**TASK 1**: In the ant research article, swap "trio" for "group" and give the stretch from "In between conference" through "their pavement colony." again with that change.
**TASK 2**: According to the ant research article, what aspects of the colonies did the team track when studying the effect of different diets? List all of them.

**READING TEXT**:
━━━━━━━━━━
Biology, School of Science

Austin. Ants. A-game research.

Rebecca Clark, Ph.D., assistant professor of biology, and two of her students traveled to the Texas capital last week for the annual meeting of the Society for Integrative and Comparative Biology (SICB). Clark, together with Savana Goslovich ’23 and Cassandra Smith ’24, presented a poster about their research on leafcutter ants and how fiber consumption can affect a colony.

SICB fosters research, education, public awareness and understanding of living organisms from molecules and cells to ecology and evolution. The Siena team’s study fit the bill with their look at leafcutter ants and the symbiotic relationship they have with a fungus garden they maintain and grow. 

Like humans, ants can’t digest fiber. Clark explained that the ants bring leaves to the fungus, which releases enzymes that break down the leaves into nutrients the ants can digest. The team examined ant colonies for 13 weeks to evaluate the effect of different diets on food collected, fungus garden growth, waste produced, and the number of ants, dead and alive. 

A surprising find: although colonies on a 50 percent fiber diet produced marginally more waste compared to controls, all other measured aspects of colonies remained statistically similar. 

Their poster abstract noted that they expected the high-fiber diet to be difficult for colonies to digest because it contains fewer simple sugars. Even though the ants lack the right digestive enzymes, that does not appear to stop them from giving fiber to the fungus, which appears able to readily digest it. 

“There remains much hidden communication between these organisms that we have yet to discover,” the team concluded. “The current results give more insight into how deeply these two symbiotic partners interact, and the nutritional benefits of this mutualism, even though the ants cannot use the high fiber diet themselves.”

Goslovich said the Austin trip was an amazing experience.

“I was able to learn so much from so many passionate researchers about a wide variety of biology topics,” she said. “It certainly helped me determine further which topics I would like to work with in my career. Presenting our current research was a great opportunity to get to understand it better and get some great feedback, outside perspectives and more ideas about possible further research.”

In between conference sessions the trio checked out the state capitol building (“It’s giant, like everything in Texas,” said Clark), Austin’s excellent Tex-Mex restaurants (breakfast tacos, anyone?), and local parks. And to prove that observing wildlife isn’t limited to nature spots: a city street offered a view of fire ant workers near the mouth of their pavement colony.   

Smith said the travel to the conference offered a great opportunity as an undergraduate to see what biology topics are being researched.

“It was a good way to learn about all the groundbreaking work being done in biology, whether that’s ecology, animal behavior, conservation and more, and think about what I might want to study going forward, which I think might be animal behavior,” she said.  

Clark noted that the conference was attended primarily by faculty, researchers and graduate students; Siena offers its students the unusual experience of attending such an event as an undergraduate.

“It’s a terrific opportunity for Siena students to make direct connections with researchers, and to learn how knowledge is created in science,” she said. 

This research, and the trip to Texas to present it, were sponsored by Siena’s Center for Undergraduate Research and Creative Activity (CURCA).
━━━━━━━━━━
**ENTRIES PROVIDED**:
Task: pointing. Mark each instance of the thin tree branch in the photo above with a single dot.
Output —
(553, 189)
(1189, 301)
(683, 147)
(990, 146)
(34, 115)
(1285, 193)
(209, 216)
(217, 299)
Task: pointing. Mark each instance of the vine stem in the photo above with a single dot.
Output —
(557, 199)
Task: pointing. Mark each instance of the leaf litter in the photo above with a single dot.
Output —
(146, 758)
━━━━━━━━━━
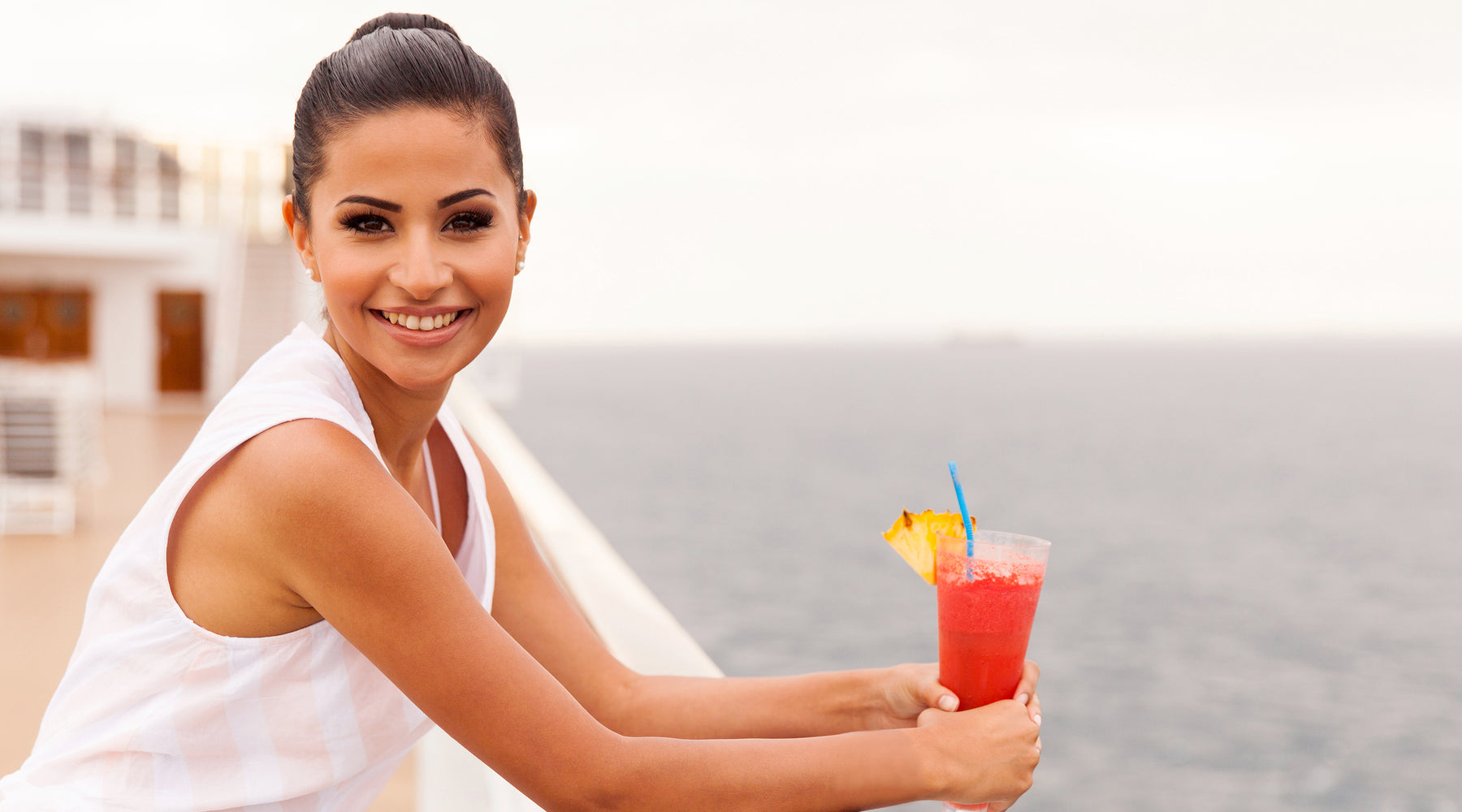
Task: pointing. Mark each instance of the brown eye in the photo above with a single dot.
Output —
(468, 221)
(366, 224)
━━━━━━━━━━
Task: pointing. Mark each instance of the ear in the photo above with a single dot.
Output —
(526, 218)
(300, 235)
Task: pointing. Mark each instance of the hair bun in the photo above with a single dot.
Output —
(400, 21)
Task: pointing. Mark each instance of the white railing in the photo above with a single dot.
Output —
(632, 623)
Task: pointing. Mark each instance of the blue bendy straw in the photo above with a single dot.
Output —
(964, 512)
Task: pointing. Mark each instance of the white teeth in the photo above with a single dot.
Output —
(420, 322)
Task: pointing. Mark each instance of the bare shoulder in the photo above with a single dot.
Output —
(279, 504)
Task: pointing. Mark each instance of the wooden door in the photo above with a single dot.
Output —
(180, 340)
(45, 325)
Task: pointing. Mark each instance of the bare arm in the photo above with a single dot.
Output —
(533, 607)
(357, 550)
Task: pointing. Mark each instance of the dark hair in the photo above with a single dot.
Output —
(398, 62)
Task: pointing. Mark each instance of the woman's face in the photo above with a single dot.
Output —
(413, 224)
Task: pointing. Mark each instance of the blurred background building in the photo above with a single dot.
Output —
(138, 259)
━━━━━━━━━━
**WRITTEN REPLY 1**:
In between conference sessions the group checked out the state capitol building (“It’s giant, like everything in Texas,” said Clark), Austin’s excellent Tex-Mex restaurants (breakfast tacos, anyone?), and local parks. And to prove that observing wildlife isn’t limited to nature spots: a city street offered a view of fire ant workers near the mouth of their pavement colony.

**WRITTEN REPLY 2**:
- Food collected
- Fungus garden growth
- Waste produced
- The number of ants, dead and alive